Work instructions: The first line of the entries through the line bearing "positive clicks: (203, 7)": copy these lines exactly and return nothing else.
** Data to process follows **
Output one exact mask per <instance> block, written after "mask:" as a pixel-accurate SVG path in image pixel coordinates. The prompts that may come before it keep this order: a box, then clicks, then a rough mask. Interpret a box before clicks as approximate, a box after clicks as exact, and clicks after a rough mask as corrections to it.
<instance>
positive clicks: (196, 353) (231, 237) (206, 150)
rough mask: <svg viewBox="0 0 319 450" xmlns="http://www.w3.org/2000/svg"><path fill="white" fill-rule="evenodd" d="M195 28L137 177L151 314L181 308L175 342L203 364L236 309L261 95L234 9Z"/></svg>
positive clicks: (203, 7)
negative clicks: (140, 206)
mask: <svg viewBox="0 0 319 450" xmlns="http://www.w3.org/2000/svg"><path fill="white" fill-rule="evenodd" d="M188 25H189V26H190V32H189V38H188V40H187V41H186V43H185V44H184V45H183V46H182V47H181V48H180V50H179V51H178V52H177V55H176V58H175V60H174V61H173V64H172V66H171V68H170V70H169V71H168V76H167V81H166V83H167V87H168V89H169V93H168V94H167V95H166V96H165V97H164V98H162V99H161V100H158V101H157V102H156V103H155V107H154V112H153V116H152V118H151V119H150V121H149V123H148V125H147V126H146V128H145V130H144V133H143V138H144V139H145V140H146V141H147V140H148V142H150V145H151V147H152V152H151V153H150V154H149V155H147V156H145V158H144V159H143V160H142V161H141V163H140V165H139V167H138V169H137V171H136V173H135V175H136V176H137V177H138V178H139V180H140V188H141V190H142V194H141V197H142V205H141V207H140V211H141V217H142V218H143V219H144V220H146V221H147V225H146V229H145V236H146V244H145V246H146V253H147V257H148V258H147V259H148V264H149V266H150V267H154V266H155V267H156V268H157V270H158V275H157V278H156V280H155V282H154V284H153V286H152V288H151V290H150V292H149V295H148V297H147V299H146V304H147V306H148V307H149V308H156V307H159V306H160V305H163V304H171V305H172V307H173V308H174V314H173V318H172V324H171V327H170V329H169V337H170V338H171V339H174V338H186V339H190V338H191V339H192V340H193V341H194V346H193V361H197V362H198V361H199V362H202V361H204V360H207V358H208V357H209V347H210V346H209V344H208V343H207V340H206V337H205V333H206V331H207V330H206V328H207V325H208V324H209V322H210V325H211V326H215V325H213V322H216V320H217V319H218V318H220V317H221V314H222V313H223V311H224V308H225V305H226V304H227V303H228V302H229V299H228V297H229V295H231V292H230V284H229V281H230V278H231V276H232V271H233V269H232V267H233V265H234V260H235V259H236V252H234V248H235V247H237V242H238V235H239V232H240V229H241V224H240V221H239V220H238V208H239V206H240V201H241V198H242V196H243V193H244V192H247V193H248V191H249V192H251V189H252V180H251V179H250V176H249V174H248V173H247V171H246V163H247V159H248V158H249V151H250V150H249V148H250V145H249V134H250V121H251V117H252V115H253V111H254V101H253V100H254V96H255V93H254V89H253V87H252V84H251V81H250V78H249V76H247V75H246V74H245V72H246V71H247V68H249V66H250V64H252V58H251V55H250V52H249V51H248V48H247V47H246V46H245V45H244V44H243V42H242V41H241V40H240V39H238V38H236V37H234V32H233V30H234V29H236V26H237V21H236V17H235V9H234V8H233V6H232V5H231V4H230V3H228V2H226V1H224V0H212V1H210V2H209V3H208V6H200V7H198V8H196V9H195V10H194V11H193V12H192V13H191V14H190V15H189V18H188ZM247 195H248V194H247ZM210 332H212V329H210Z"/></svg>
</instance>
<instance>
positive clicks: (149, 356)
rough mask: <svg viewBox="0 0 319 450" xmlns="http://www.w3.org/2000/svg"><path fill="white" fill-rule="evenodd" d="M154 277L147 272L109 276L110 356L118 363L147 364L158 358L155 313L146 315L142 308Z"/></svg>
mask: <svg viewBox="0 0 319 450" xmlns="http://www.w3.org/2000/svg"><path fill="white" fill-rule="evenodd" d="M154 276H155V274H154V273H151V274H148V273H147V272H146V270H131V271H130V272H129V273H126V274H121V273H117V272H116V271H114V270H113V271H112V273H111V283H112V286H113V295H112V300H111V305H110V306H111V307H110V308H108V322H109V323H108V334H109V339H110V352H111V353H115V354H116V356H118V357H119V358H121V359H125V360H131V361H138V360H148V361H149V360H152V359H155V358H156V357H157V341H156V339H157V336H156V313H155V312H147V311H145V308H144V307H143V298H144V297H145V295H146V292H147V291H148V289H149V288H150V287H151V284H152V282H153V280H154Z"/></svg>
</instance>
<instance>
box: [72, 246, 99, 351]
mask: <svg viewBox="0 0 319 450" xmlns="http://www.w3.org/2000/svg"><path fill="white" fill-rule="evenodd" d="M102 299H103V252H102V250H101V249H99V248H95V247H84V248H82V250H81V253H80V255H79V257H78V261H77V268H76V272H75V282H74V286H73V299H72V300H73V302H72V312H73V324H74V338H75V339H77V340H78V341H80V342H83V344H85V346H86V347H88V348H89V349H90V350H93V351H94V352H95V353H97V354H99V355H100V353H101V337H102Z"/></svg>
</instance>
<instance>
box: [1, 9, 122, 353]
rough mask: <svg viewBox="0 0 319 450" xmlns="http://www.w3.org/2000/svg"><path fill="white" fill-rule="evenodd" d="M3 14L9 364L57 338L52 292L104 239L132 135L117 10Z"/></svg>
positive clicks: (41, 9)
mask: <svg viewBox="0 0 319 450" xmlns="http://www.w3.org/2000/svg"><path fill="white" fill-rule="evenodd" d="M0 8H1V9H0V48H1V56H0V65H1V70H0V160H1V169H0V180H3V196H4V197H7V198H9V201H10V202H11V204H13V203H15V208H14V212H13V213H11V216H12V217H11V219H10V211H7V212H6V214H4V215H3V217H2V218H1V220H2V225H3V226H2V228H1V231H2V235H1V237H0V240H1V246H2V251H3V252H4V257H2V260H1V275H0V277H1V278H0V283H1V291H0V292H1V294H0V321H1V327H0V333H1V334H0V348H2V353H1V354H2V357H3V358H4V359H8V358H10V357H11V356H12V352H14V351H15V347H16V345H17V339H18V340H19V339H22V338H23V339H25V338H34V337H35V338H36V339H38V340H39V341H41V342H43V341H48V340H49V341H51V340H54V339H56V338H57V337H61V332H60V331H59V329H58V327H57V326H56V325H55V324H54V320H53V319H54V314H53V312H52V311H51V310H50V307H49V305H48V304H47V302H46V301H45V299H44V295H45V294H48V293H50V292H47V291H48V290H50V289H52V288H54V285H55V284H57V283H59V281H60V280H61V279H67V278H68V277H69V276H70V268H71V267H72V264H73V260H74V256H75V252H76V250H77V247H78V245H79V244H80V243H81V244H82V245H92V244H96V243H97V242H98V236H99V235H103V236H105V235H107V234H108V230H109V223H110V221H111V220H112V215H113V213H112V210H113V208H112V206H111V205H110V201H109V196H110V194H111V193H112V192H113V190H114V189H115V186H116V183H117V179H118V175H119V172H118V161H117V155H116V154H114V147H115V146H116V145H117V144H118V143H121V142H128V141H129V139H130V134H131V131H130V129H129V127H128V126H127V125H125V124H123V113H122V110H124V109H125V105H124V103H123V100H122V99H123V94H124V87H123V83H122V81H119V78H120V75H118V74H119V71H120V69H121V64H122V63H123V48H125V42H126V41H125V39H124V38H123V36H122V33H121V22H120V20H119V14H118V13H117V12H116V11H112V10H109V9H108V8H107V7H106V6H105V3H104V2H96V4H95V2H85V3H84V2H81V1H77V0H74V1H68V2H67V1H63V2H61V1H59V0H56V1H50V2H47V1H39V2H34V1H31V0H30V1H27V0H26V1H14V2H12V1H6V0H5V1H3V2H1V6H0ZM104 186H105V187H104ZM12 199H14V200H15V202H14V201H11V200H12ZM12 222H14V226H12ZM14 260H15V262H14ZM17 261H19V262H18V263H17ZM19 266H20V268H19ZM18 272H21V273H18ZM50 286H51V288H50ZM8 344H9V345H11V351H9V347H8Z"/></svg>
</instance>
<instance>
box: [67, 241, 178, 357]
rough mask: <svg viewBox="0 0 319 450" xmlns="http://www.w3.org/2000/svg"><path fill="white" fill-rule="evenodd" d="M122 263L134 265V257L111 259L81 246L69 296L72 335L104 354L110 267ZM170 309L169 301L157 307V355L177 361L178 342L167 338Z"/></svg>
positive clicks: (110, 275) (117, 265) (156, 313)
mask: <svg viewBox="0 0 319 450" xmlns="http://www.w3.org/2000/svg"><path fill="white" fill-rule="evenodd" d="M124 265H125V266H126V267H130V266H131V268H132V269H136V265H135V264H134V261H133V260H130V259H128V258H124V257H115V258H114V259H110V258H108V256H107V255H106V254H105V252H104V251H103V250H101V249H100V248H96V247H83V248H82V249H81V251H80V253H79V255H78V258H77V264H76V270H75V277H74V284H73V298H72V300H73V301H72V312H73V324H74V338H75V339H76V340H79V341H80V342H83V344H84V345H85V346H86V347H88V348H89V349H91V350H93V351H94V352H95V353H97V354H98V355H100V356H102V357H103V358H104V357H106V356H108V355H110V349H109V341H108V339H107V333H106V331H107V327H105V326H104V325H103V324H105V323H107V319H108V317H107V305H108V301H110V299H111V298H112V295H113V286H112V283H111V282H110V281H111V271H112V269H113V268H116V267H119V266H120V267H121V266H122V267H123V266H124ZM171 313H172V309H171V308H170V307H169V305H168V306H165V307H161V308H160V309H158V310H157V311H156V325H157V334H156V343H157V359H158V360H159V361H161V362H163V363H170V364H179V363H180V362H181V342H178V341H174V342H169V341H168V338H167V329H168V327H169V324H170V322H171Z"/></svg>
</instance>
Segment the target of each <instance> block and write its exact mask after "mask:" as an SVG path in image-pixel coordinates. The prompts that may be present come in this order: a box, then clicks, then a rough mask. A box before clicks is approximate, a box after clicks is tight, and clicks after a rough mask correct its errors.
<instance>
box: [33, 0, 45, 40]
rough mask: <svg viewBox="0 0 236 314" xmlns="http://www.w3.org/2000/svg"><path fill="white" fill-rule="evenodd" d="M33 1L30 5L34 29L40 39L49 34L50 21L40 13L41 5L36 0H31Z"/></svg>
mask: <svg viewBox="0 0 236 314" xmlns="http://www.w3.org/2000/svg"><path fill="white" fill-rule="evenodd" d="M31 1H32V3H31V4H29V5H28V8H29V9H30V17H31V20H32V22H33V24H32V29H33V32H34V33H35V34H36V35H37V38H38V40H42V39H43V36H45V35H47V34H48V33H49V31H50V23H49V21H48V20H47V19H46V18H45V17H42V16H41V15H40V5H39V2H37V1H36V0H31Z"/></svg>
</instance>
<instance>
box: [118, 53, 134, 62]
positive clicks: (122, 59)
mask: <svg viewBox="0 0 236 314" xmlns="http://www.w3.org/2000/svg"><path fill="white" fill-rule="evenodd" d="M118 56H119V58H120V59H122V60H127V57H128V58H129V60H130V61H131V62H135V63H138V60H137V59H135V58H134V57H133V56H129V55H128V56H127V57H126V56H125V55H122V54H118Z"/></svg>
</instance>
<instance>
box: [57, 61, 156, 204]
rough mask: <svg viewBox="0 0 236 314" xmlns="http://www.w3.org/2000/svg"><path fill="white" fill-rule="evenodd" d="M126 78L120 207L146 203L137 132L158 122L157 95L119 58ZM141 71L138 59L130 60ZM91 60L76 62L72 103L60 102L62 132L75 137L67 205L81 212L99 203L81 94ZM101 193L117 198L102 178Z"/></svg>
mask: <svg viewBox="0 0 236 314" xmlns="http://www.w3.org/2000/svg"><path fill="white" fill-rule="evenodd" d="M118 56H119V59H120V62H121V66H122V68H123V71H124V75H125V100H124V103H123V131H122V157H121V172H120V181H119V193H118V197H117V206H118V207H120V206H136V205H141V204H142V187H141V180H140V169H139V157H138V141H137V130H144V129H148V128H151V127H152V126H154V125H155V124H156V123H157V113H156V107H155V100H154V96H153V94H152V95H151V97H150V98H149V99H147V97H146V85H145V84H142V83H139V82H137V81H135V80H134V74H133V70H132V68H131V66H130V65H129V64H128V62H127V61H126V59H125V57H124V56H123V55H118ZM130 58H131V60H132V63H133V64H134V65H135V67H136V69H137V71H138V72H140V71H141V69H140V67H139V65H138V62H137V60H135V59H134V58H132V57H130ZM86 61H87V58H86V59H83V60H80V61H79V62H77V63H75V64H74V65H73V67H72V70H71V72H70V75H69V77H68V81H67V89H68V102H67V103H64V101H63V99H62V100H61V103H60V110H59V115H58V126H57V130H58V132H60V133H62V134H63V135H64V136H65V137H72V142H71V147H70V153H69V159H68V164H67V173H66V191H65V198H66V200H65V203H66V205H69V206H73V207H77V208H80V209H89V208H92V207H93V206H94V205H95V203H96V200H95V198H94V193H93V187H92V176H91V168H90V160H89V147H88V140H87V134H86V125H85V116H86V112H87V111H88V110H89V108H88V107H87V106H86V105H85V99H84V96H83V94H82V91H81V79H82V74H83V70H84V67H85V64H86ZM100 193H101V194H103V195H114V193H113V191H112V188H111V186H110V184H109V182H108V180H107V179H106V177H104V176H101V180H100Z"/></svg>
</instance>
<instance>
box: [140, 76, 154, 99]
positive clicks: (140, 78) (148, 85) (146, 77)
** End of Data to process **
Problem solution:
Output one exact mask per <instance> block, written after "mask:" as a pixel-accurate SVG path in image pixel coordinates. The prompts that may come before it keep this order: a box, then clicks, then a rough mask. Interpret a box before clicks as approximate, a box after clicks as exact, and clicks after a rough mask as corrections to it.
<instance>
positive clicks: (196, 353) (231, 237) (206, 150)
rough mask: <svg viewBox="0 0 319 450" xmlns="http://www.w3.org/2000/svg"><path fill="white" fill-rule="evenodd" d="M195 28L137 177L151 314L181 308L175 342L203 364L236 309L261 95L234 9Z"/></svg>
positive clicks: (203, 7)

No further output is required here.